Job – Output each of the following records verbatim, keeping every line unchanged.

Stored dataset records
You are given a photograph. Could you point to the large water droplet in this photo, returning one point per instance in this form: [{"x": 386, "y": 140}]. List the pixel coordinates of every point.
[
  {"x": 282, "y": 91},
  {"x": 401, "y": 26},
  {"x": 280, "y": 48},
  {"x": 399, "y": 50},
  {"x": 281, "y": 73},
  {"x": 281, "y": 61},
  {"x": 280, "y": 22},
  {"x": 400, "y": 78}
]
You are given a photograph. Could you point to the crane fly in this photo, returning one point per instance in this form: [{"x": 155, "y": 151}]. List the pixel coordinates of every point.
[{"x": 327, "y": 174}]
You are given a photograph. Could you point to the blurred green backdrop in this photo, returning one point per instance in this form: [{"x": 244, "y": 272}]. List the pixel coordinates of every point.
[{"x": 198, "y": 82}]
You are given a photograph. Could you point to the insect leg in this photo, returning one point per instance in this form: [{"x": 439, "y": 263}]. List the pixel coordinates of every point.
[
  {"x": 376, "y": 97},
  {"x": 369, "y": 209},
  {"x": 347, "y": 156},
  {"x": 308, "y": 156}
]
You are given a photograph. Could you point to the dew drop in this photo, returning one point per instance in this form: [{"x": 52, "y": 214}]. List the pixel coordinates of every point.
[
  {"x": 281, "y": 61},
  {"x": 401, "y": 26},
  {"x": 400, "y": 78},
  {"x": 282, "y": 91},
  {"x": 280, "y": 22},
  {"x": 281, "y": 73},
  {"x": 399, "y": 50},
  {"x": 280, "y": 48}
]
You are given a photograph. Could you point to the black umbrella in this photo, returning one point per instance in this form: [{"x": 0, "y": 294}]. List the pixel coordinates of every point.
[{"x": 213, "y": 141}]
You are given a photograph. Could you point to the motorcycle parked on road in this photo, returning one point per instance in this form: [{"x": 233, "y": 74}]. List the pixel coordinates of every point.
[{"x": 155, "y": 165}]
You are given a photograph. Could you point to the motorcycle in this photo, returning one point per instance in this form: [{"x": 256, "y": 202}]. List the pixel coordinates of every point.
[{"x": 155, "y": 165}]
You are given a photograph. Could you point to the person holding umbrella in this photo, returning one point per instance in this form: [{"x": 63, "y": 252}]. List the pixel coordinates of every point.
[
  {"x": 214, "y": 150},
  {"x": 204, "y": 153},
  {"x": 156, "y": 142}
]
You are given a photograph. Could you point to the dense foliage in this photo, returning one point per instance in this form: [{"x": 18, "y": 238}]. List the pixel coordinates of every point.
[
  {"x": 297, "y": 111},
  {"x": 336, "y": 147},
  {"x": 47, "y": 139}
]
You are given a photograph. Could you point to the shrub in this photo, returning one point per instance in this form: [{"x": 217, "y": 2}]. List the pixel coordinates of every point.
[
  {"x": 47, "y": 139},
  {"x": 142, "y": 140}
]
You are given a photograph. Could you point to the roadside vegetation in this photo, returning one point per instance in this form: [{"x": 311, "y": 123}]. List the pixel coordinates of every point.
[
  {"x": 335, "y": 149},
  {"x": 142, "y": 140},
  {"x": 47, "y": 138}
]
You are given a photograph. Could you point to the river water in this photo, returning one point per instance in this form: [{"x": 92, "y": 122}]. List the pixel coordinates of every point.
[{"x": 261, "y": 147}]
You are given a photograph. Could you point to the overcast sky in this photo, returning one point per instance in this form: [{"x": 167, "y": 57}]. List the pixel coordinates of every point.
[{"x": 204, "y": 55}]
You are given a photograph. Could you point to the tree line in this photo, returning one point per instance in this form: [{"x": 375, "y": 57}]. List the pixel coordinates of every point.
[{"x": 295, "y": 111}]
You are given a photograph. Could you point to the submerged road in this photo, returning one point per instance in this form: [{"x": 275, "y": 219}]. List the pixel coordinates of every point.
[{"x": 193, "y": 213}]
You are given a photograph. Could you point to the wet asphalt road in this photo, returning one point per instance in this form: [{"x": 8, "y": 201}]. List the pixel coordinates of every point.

Full output –
You are given a photograph. Could you point to the large water droplet in this photo, returning one point per instance in this form: [{"x": 386, "y": 140}]. List the pixel coordinates of every point.
[
  {"x": 282, "y": 91},
  {"x": 401, "y": 26},
  {"x": 280, "y": 48},
  {"x": 399, "y": 50},
  {"x": 281, "y": 73},
  {"x": 281, "y": 61},
  {"x": 280, "y": 22},
  {"x": 400, "y": 78}
]
You are given a photograph. Could you point to the crane fly in this photo, returning one point per instance in this form: [{"x": 155, "y": 151}]. List the pixel coordinates of every point.
[{"x": 327, "y": 174}]
You are given a photograph. Could you point to the blurred green backdrop in this photo, returning one point per instance in this form: [{"x": 244, "y": 272}]. List the pixel coordinates of every point.
[{"x": 198, "y": 82}]
You are given a photograph. Could you point to the insect leg in this photo, returning one point per instance in this form: [{"x": 439, "y": 263}]. List the pixel coordinates of every point.
[
  {"x": 376, "y": 97},
  {"x": 369, "y": 209},
  {"x": 347, "y": 156},
  {"x": 308, "y": 156}
]
You are given a photograph. Could you point to the dew drop in this photo, returning one point per instance in this form: [{"x": 52, "y": 214}]. List the pixel coordinates of every point.
[
  {"x": 281, "y": 61},
  {"x": 401, "y": 26},
  {"x": 400, "y": 78},
  {"x": 282, "y": 91},
  {"x": 280, "y": 22},
  {"x": 281, "y": 73},
  {"x": 399, "y": 50},
  {"x": 280, "y": 48}
]
You are given a photograph. Could you point to the black umbrella in this photo, returning one point per instance in this form: [{"x": 0, "y": 294}]. List the pixel coordinates of every point.
[{"x": 213, "y": 141}]
You are given a photograph. Could you point to the motorcycle parked on road in this photo, returning one point per instance in this form: [{"x": 233, "y": 74}]. List the pixel coordinates of every point.
[{"x": 155, "y": 165}]
You are given a photograph. Could you point to the motorcycle in this photo, returning one point per instance in this form: [{"x": 256, "y": 202}]. List the pixel coordinates of every point.
[{"x": 155, "y": 165}]
You are given a photograph. Could you point to the person holding umbrella in this photo, returning one point per instance in this form: [{"x": 63, "y": 252}]. List the pixel coordinates of every point.
[
  {"x": 214, "y": 150},
  {"x": 204, "y": 153},
  {"x": 156, "y": 142}
]
You are given a photograph. Could you point to the dense foliage in this photo, returning one point per instance in this form: [{"x": 18, "y": 238}]. List the pixel coordinates of every point.
[
  {"x": 297, "y": 111},
  {"x": 336, "y": 147},
  {"x": 47, "y": 139}
]
You are given a photograph. Could you point to the shrub in this photo, returning one point per instance in this form: [{"x": 217, "y": 2}]. List the pixel coordinates of every point.
[
  {"x": 47, "y": 139},
  {"x": 142, "y": 140}
]
You are given a photograph. Could you point to the roadside vegetation in this photo, returning one point per instance in this form: [{"x": 311, "y": 123}]. List the pixel coordinates of every point.
[
  {"x": 335, "y": 149},
  {"x": 142, "y": 140},
  {"x": 47, "y": 138}
]
You are given a photograph. Could you point to the river water in this photo, returning one point per instance in this form: [{"x": 92, "y": 122}]. List the pixel coordinates of every point.
[{"x": 261, "y": 147}]
You are given a photograph. Could you point to the overcast sky in this photo, returning one point per instance in this form: [{"x": 167, "y": 57}]. List the pixel coordinates of every point.
[{"x": 204, "y": 55}]
You are given a photograph. Could you point to the tree line in this photo, returning one point per instance in this form: [{"x": 375, "y": 57}]. List the pixel coordinates of every point.
[{"x": 295, "y": 111}]
You are given a photograph. Could you point to the submerged road in this photo, returning one point per instance in this form: [{"x": 275, "y": 219}]. List the pixel coordinates of every point.
[{"x": 193, "y": 213}]
You are given a photograph. Could you point to the wet asphalt road in this photo, returning one point per instance in this form: [{"x": 8, "y": 201}]. List the pixel coordinates of every point.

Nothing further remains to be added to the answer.